**WHAT THIS TASK INVOLVES:** Transcribe the whole listing exactly; the images stay out.

START MATERIAL FOR THIS EXERCISE

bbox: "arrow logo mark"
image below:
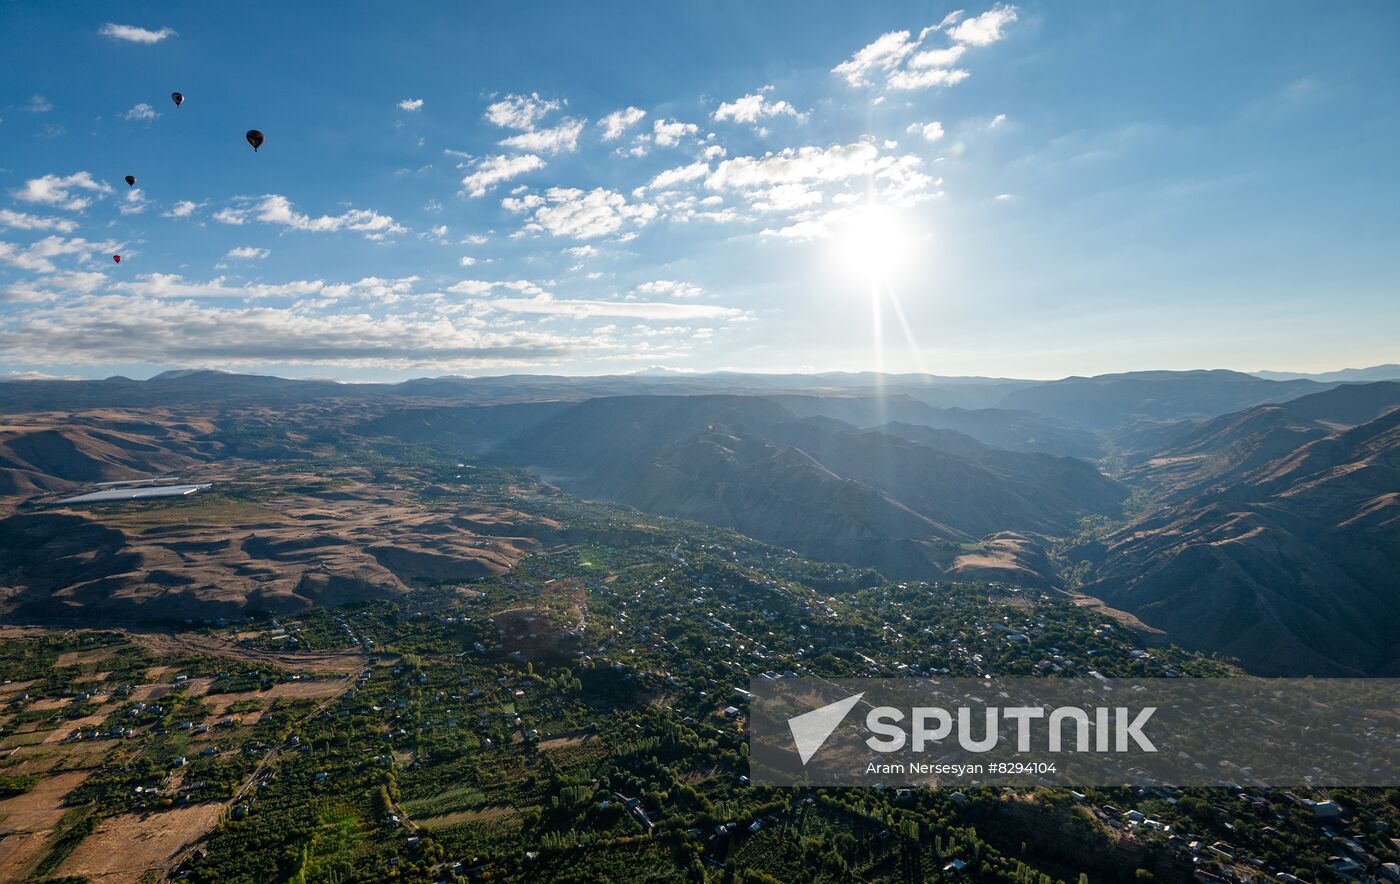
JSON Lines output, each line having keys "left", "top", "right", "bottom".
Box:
{"left": 787, "top": 692, "right": 864, "bottom": 765}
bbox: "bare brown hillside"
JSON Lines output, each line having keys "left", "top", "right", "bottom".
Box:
{"left": 0, "top": 467, "right": 561, "bottom": 624}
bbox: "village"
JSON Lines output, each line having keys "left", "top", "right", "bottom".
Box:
{"left": 1, "top": 461, "right": 1397, "bottom": 882}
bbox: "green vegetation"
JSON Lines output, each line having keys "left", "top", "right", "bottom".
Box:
{"left": 0, "top": 455, "right": 1395, "bottom": 882}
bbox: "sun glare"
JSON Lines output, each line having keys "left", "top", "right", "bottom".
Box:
{"left": 835, "top": 205, "right": 913, "bottom": 283}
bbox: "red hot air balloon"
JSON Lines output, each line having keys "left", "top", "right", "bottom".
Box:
{"left": 124, "top": 175, "right": 136, "bottom": 187}
{"left": 171, "top": 92, "right": 184, "bottom": 107}
{"left": 245, "top": 129, "right": 264, "bottom": 152}
{"left": 112, "top": 255, "right": 122, "bottom": 264}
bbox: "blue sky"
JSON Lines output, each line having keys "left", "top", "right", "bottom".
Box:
{"left": 1, "top": 1, "right": 1397, "bottom": 381}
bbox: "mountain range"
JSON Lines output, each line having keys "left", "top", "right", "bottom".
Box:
{"left": 1073, "top": 382, "right": 1400, "bottom": 675}
{"left": 2, "top": 366, "right": 1397, "bottom": 674}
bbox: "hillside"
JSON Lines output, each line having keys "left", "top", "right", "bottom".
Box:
{"left": 1075, "top": 384, "right": 1400, "bottom": 675}
{"left": 484, "top": 395, "right": 1127, "bottom": 580}
{"left": 767, "top": 394, "right": 1103, "bottom": 457}
{"left": 1122, "top": 381, "right": 1400, "bottom": 497}
{"left": 0, "top": 467, "right": 560, "bottom": 624}
{"left": 0, "top": 415, "right": 218, "bottom": 497}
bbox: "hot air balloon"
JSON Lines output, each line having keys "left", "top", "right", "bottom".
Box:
{"left": 171, "top": 92, "right": 184, "bottom": 107}
{"left": 112, "top": 255, "right": 122, "bottom": 264}
{"left": 246, "top": 129, "right": 264, "bottom": 152}
{"left": 124, "top": 175, "right": 136, "bottom": 187}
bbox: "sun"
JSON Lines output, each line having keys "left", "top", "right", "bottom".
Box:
{"left": 835, "top": 205, "right": 913, "bottom": 283}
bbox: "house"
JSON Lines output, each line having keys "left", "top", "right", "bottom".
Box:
{"left": 722, "top": 706, "right": 741, "bottom": 717}
{"left": 1328, "top": 856, "right": 1363, "bottom": 876}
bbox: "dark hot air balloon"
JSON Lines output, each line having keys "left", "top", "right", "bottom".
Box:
{"left": 245, "top": 129, "right": 264, "bottom": 152}
{"left": 124, "top": 175, "right": 136, "bottom": 187}
{"left": 112, "top": 255, "right": 122, "bottom": 264}
{"left": 171, "top": 92, "right": 184, "bottom": 107}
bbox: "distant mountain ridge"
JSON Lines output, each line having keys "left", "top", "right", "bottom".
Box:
{"left": 997, "top": 369, "right": 1330, "bottom": 431}
{"left": 1253, "top": 364, "right": 1400, "bottom": 383}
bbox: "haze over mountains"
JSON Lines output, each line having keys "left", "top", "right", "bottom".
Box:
{"left": 1, "top": 365, "right": 1397, "bottom": 676}
{"left": 1253, "top": 364, "right": 1400, "bottom": 383}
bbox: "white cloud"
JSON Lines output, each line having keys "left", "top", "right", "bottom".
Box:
{"left": 647, "top": 161, "right": 710, "bottom": 191}
{"left": 835, "top": 9, "right": 1013, "bottom": 93}
{"left": 111, "top": 273, "right": 321, "bottom": 299}
{"left": 636, "top": 280, "right": 703, "bottom": 298}
{"left": 163, "top": 200, "right": 202, "bottom": 219}
{"left": 461, "top": 154, "right": 545, "bottom": 197}
{"left": 989, "top": 113, "right": 1008, "bottom": 128}
{"left": 749, "top": 184, "right": 823, "bottom": 212}
{"left": 713, "top": 86, "right": 801, "bottom": 124}
{"left": 994, "top": 193, "right": 1013, "bottom": 200}
{"left": 886, "top": 67, "right": 971, "bottom": 90}
{"left": 398, "top": 98, "right": 424, "bottom": 112}
{"left": 876, "top": 155, "right": 942, "bottom": 205}
{"left": 214, "top": 195, "right": 406, "bottom": 239}
{"left": 0, "top": 296, "right": 577, "bottom": 368}
{"left": 447, "top": 280, "right": 496, "bottom": 296}
{"left": 919, "top": 11, "right": 966, "bottom": 40}
{"left": 12, "top": 172, "right": 113, "bottom": 211}
{"left": 98, "top": 22, "right": 177, "bottom": 43}
{"left": 225, "top": 246, "right": 270, "bottom": 260}
{"left": 564, "top": 245, "right": 599, "bottom": 258}
{"left": 3, "top": 270, "right": 108, "bottom": 304}
{"left": 459, "top": 256, "right": 477, "bottom": 266}
{"left": 507, "top": 187, "right": 658, "bottom": 240}
{"left": 948, "top": 4, "right": 1018, "bottom": 46}
{"left": 121, "top": 103, "right": 159, "bottom": 121}
{"left": 499, "top": 118, "right": 584, "bottom": 154}
{"left": 485, "top": 93, "right": 560, "bottom": 130}
{"left": 907, "top": 121, "right": 945, "bottom": 142}
{"left": 4, "top": 371, "right": 85, "bottom": 380}
{"left": 909, "top": 45, "right": 967, "bottom": 68}
{"left": 652, "top": 118, "right": 699, "bottom": 147}
{"left": 26, "top": 95, "right": 53, "bottom": 113}
{"left": 0, "top": 235, "right": 119, "bottom": 273}
{"left": 760, "top": 219, "right": 832, "bottom": 240}
{"left": 0, "top": 209, "right": 77, "bottom": 233}
{"left": 598, "top": 106, "right": 646, "bottom": 141}
{"left": 119, "top": 188, "right": 148, "bottom": 215}
{"left": 705, "top": 142, "right": 883, "bottom": 190}
{"left": 831, "top": 30, "right": 916, "bottom": 87}
{"left": 487, "top": 293, "right": 738, "bottom": 321}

END MATERIAL FOR THIS EXERCISE

**OUTPUT FOR THIS EXERCISE:**
bbox: "arrow logo mark"
image below:
JSON Lines output, each line having keys "left", "top", "right", "bottom".
Box:
{"left": 787, "top": 692, "right": 864, "bottom": 765}
bbox: "bare brown hillside"
JSON Lines output, each line having keys "left", "top", "right", "bottom".
Box:
{"left": 0, "top": 467, "right": 561, "bottom": 624}
bbox: "village"
JSON Lines output, each line having keys "left", "top", "right", "bottom".
Box:
{"left": 1, "top": 461, "right": 1397, "bottom": 882}
bbox: "green vegetation"
JSON Lines output, each line having keys "left", "top", "right", "bottom".
Box:
{"left": 0, "top": 455, "right": 1395, "bottom": 882}
bbox: "sun glare"
JSON Lines output, each line having keys "left", "top", "right", "bottom".
Box:
{"left": 835, "top": 205, "right": 913, "bottom": 283}
bbox: "red hot air balloon"
JSON Lines output, each line having keys "left", "top", "right", "bottom".
Box:
{"left": 124, "top": 175, "right": 136, "bottom": 187}
{"left": 171, "top": 92, "right": 184, "bottom": 107}
{"left": 245, "top": 129, "right": 264, "bottom": 152}
{"left": 112, "top": 255, "right": 122, "bottom": 264}
bbox: "blue sky"
JSON Lines output, each line having keys "left", "top", "right", "bottom".
Box:
{"left": 1, "top": 1, "right": 1397, "bottom": 381}
bbox: "mountain range"
JSON Lines output, each line having keys "left", "top", "right", "bottom".
Box:
{"left": 1073, "top": 382, "right": 1400, "bottom": 675}
{"left": 2, "top": 366, "right": 1397, "bottom": 674}
bbox: "hillside"
JSON Lines output, each line having keys "left", "top", "right", "bottom".
Box:
{"left": 1075, "top": 384, "right": 1400, "bottom": 675}
{"left": 484, "top": 395, "right": 1127, "bottom": 580}
{"left": 767, "top": 394, "right": 1103, "bottom": 457}
{"left": 1122, "top": 381, "right": 1400, "bottom": 497}
{"left": 0, "top": 467, "right": 560, "bottom": 624}
{"left": 0, "top": 415, "right": 218, "bottom": 497}
bbox: "hot air balloon"
JSON Lines output, each line having keys "left", "top", "right", "bottom".
Box:
{"left": 171, "top": 92, "right": 184, "bottom": 107}
{"left": 112, "top": 255, "right": 122, "bottom": 264}
{"left": 246, "top": 129, "right": 264, "bottom": 152}
{"left": 124, "top": 175, "right": 136, "bottom": 187}
bbox: "sun"
JSON Lines output, each line having keys "left", "top", "right", "bottom".
Box:
{"left": 835, "top": 205, "right": 913, "bottom": 283}
bbox: "house"
JSON Lines output, each line having keys "left", "top", "right", "bottom".
Box:
{"left": 722, "top": 706, "right": 741, "bottom": 717}
{"left": 1328, "top": 856, "right": 1363, "bottom": 876}
bbox: "dark hot air balloon"
JSON Lines output, each line having keys "left", "top", "right", "bottom".
Box:
{"left": 245, "top": 129, "right": 264, "bottom": 152}
{"left": 124, "top": 175, "right": 136, "bottom": 187}
{"left": 112, "top": 255, "right": 122, "bottom": 264}
{"left": 171, "top": 92, "right": 184, "bottom": 107}
bbox: "distant mountain ridge"
JSON Lines output, each line having keys "left", "top", "right", "bottom".
Box:
{"left": 997, "top": 369, "right": 1330, "bottom": 431}
{"left": 1253, "top": 364, "right": 1400, "bottom": 383}
bbox: "haze over mountains"
JSON Lines output, each line having keys "left", "top", "right", "bottom".
Box:
{"left": 1, "top": 365, "right": 1397, "bottom": 676}
{"left": 1253, "top": 364, "right": 1400, "bottom": 383}
bbox: "white cloud"
JSON Lines output, each line having keys "left", "top", "right", "bottom".
Box:
{"left": 647, "top": 161, "right": 710, "bottom": 191}
{"left": 835, "top": 9, "right": 1013, "bottom": 93}
{"left": 111, "top": 273, "right": 321, "bottom": 299}
{"left": 636, "top": 280, "right": 703, "bottom": 298}
{"left": 163, "top": 200, "right": 202, "bottom": 219}
{"left": 461, "top": 154, "right": 545, "bottom": 197}
{"left": 989, "top": 113, "right": 1008, "bottom": 128}
{"left": 749, "top": 184, "right": 823, "bottom": 212}
{"left": 713, "top": 86, "right": 801, "bottom": 124}
{"left": 994, "top": 193, "right": 1013, "bottom": 200}
{"left": 886, "top": 67, "right": 971, "bottom": 90}
{"left": 398, "top": 98, "right": 424, "bottom": 112}
{"left": 876, "top": 155, "right": 942, "bottom": 205}
{"left": 214, "top": 195, "right": 406, "bottom": 239}
{"left": 0, "top": 296, "right": 577, "bottom": 368}
{"left": 447, "top": 280, "right": 496, "bottom": 296}
{"left": 919, "top": 11, "right": 966, "bottom": 40}
{"left": 12, "top": 172, "right": 113, "bottom": 211}
{"left": 98, "top": 22, "right": 177, "bottom": 43}
{"left": 225, "top": 246, "right": 270, "bottom": 260}
{"left": 564, "top": 245, "right": 599, "bottom": 258}
{"left": 3, "top": 270, "right": 108, "bottom": 304}
{"left": 459, "top": 256, "right": 477, "bottom": 266}
{"left": 507, "top": 187, "right": 658, "bottom": 240}
{"left": 948, "top": 4, "right": 1018, "bottom": 46}
{"left": 121, "top": 103, "right": 159, "bottom": 121}
{"left": 499, "top": 118, "right": 584, "bottom": 154}
{"left": 485, "top": 93, "right": 560, "bottom": 130}
{"left": 907, "top": 121, "right": 945, "bottom": 142}
{"left": 4, "top": 371, "right": 85, "bottom": 380}
{"left": 909, "top": 45, "right": 967, "bottom": 68}
{"left": 652, "top": 118, "right": 699, "bottom": 147}
{"left": 26, "top": 95, "right": 53, "bottom": 113}
{"left": 0, "top": 235, "right": 119, "bottom": 273}
{"left": 760, "top": 219, "right": 832, "bottom": 240}
{"left": 0, "top": 209, "right": 77, "bottom": 233}
{"left": 598, "top": 106, "right": 646, "bottom": 141}
{"left": 119, "top": 188, "right": 148, "bottom": 215}
{"left": 705, "top": 142, "right": 883, "bottom": 190}
{"left": 831, "top": 30, "right": 916, "bottom": 87}
{"left": 487, "top": 293, "right": 738, "bottom": 321}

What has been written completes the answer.